GIVEN ENTRIES:
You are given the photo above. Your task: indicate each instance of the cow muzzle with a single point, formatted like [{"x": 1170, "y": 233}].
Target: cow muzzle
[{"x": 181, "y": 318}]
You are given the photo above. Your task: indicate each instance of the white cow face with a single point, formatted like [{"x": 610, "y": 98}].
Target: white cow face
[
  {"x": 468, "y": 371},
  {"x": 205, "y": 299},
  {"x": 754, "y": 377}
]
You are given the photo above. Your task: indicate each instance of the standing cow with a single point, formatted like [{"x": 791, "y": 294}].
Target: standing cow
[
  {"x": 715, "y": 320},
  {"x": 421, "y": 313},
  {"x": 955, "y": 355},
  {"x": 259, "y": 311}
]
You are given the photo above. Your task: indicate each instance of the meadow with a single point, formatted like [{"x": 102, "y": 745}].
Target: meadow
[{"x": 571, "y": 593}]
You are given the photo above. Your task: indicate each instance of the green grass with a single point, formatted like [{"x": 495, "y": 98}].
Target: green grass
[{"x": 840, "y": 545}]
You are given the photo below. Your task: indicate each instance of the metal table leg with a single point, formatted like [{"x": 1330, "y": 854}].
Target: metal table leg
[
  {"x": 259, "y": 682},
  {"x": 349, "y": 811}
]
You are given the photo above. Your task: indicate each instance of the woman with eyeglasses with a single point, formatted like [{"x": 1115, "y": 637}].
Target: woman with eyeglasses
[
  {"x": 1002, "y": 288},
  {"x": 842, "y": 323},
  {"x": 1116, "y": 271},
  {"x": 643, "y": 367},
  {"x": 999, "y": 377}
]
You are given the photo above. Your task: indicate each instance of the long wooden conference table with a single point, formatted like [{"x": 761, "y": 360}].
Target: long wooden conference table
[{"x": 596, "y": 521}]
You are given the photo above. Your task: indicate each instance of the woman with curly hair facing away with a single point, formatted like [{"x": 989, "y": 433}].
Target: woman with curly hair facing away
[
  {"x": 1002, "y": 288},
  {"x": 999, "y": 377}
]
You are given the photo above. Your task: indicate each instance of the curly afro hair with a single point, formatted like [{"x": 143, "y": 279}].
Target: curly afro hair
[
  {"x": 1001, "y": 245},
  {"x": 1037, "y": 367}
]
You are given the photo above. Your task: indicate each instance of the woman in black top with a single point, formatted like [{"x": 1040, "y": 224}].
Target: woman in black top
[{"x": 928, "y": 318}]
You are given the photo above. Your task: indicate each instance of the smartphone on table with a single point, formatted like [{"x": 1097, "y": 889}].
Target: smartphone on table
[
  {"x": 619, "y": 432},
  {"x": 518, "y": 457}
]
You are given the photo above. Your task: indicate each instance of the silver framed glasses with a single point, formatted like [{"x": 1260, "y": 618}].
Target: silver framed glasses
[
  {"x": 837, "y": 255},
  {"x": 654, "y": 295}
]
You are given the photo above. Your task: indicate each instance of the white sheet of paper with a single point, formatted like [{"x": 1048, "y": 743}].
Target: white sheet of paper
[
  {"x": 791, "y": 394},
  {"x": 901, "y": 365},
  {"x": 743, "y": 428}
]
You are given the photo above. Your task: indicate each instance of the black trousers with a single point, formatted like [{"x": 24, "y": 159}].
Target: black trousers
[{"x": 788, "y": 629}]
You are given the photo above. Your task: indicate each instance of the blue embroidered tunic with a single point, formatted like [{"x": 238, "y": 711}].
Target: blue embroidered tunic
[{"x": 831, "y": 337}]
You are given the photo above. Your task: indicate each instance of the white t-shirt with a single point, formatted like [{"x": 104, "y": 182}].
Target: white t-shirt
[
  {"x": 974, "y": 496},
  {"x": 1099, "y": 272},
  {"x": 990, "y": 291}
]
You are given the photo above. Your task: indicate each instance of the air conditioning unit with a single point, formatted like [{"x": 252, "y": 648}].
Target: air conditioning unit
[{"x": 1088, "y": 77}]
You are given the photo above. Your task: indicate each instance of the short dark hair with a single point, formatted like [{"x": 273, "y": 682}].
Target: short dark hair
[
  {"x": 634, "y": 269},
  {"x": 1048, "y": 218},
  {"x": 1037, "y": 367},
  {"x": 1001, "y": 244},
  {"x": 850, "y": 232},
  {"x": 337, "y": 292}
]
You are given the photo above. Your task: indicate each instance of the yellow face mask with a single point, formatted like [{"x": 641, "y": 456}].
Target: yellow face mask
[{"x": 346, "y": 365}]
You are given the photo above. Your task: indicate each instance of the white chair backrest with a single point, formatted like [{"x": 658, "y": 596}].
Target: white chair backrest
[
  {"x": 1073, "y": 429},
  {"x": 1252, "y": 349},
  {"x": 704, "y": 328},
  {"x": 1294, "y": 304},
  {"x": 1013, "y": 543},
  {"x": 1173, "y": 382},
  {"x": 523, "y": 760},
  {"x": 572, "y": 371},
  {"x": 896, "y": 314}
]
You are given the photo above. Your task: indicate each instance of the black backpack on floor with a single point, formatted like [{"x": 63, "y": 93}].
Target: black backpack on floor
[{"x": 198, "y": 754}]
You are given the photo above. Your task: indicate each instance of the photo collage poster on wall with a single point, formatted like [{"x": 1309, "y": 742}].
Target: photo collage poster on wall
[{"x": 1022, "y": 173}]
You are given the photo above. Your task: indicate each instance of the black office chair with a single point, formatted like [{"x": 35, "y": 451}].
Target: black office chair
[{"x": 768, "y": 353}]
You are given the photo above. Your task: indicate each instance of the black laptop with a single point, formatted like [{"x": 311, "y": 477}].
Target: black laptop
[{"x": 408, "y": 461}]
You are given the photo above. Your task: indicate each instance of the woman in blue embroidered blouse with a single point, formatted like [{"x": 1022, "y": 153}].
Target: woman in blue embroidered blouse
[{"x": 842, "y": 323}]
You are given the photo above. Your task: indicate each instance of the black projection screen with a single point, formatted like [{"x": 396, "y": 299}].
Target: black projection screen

EXERCISE DIRECTIONS:
From the records above, extract everything verbatim.

TASK OUTPUT:
You are given the photo above. Your task: indicate each instance of the cow muzzle with a single point, formatted like [{"x": 1170, "y": 233}].
Target: cow muzzle
[{"x": 181, "y": 318}]
You are given the photo above. Your task: indicate each instance of the white cow face with a single point, formatted like [{"x": 610, "y": 98}].
Target: white cow face
[
  {"x": 468, "y": 371},
  {"x": 205, "y": 299},
  {"x": 754, "y": 377}
]
You are given the photo above. Your task: indicate each instance of the standing cow with a single point, formatted like [{"x": 791, "y": 294}].
Target: standing cow
[
  {"x": 715, "y": 320},
  {"x": 421, "y": 313},
  {"x": 955, "y": 355},
  {"x": 259, "y": 311}
]
You are given the photo above. Your task: indicate each instance of the meadow with a single point, formatted like [{"x": 102, "y": 745}].
Target: meadow
[{"x": 571, "y": 593}]
You are given the photo above. Your task: indicate each instance of the green grass with a single point, formatted like [{"x": 495, "y": 98}].
Target: green grass
[{"x": 840, "y": 545}]
You are given the photo below. Your task: indicate each instance of the metal table leg with a single point, formatted like [{"x": 1330, "y": 854}].
Target: metal table leg
[
  {"x": 259, "y": 682},
  {"x": 349, "y": 811}
]
You are given the photo above. Your task: indicate each instance of the woman with eyeglasses with a single point, formatted like [{"x": 1115, "y": 637}].
Target: woman with eyeglasses
[
  {"x": 1002, "y": 288},
  {"x": 842, "y": 323},
  {"x": 1116, "y": 271},
  {"x": 643, "y": 367},
  {"x": 999, "y": 377}
]
You are given the photo above. Your task: indicate each instance of the long wooden conference table with a single point, formatted like [{"x": 761, "y": 360}].
Target: long wooden conference table
[{"x": 596, "y": 521}]
You are given the photo above. Your task: indicate each instance of the woman with curly hair facing away with a single point, formatted like [{"x": 989, "y": 433}].
Target: woman with curly hair facing away
[
  {"x": 1002, "y": 288},
  {"x": 999, "y": 377}
]
You are given the photo above. Your task: indicate each instance of the curly afro hair with a single point, formatted like [{"x": 143, "y": 279}].
Target: curly afro hair
[
  {"x": 1001, "y": 245},
  {"x": 1037, "y": 367}
]
You are given the photo above. Your task: indicate each instance of the woman in black top with a single point, formatted like [{"x": 1040, "y": 224}].
Target: woman in black top
[{"x": 928, "y": 318}]
You are given the photo above. Your task: indicate each instance of the smartphone on table with a single point, formatted like [{"x": 1097, "y": 889}].
Target: smartphone on table
[
  {"x": 619, "y": 432},
  {"x": 518, "y": 457}
]
You are given the photo above. Your task: indicate each instance of the silver framed glasses with a single point, formatted like [{"x": 1260, "y": 618}].
Target: silver framed glasses
[
  {"x": 837, "y": 255},
  {"x": 654, "y": 295}
]
You are given the photo above. Your task: indicate each instance of the white sheet of paper with a single point, formatted like [{"x": 1048, "y": 743}].
Target: white sheet of paper
[
  {"x": 791, "y": 394},
  {"x": 901, "y": 365},
  {"x": 743, "y": 428}
]
You are given the photo above. Your task: indicate each instance of the black trousers with a single point, formatted like [{"x": 24, "y": 159}].
Target: black trousers
[{"x": 788, "y": 629}]
You are given the photo above. Your task: indicate each instance of the blue embroidered tunic with a single point, formatted like [{"x": 238, "y": 711}].
Target: blue embroidered tunic
[{"x": 831, "y": 337}]
You are given the photo above. Your task: indicate each instance of the white t-shirt with a single point, formatted like [{"x": 104, "y": 182}].
Target: white t-shirt
[
  {"x": 974, "y": 496},
  {"x": 1099, "y": 272},
  {"x": 990, "y": 291}
]
You are given the photo above. Your task: indicate each instance of the air conditioning unit with a single point, formatted like [{"x": 252, "y": 648}].
Target: air conditioning unit
[{"x": 1088, "y": 77}]
You are given the photo above. Your task: indicate each instance of the short dark hair with a single point, formatted like [{"x": 273, "y": 682}].
Target: short dark hair
[
  {"x": 634, "y": 269},
  {"x": 1048, "y": 218},
  {"x": 1037, "y": 367},
  {"x": 1001, "y": 244},
  {"x": 850, "y": 232},
  {"x": 337, "y": 292}
]
You are given the photo above. Your task: indicate each instance of the yellow face mask with a single point, formatted like [{"x": 641, "y": 456}].
Target: yellow face mask
[{"x": 346, "y": 365}]
You are given the photo above. Your task: indicate each instance of the white chair backrest with a single point, formatted like [{"x": 658, "y": 596}].
Target: white chair backrest
[
  {"x": 1073, "y": 429},
  {"x": 1252, "y": 349},
  {"x": 704, "y": 328},
  {"x": 1294, "y": 304},
  {"x": 1013, "y": 543},
  {"x": 1173, "y": 382},
  {"x": 523, "y": 760},
  {"x": 572, "y": 371},
  {"x": 896, "y": 314}
]
You are given the photo above. Your task: indicate each instance of the black backpack on floor with a single point, formatted like [{"x": 63, "y": 93}].
Target: black backpack on floor
[{"x": 198, "y": 754}]
You are given the photo above. Your task: indicate each instance of the photo collage poster on wall with a single point, formatted like [{"x": 1309, "y": 742}].
Target: photo collage poster on wall
[{"x": 1022, "y": 173}]
You are given the photo above. Your task: indicate each instance of the black office chair with a single point, formatted like [{"x": 35, "y": 451}].
Target: black office chair
[{"x": 768, "y": 353}]
You are given the photo above. Your task: indicate each instance of the black laptop with a single point, formatted like [{"x": 311, "y": 477}].
Target: black laptop
[{"x": 408, "y": 461}]
You are given the photo above. Your task: indicate each instance of the woman in blue embroidered blouse with a single point, formatted like [{"x": 1022, "y": 153}].
Target: woman in blue embroidered blouse
[{"x": 842, "y": 323}]
You are given the photo above. Your task: indicate each instance of the black projection screen with a single point, formatted like [{"x": 396, "y": 299}].
Target: black projection screen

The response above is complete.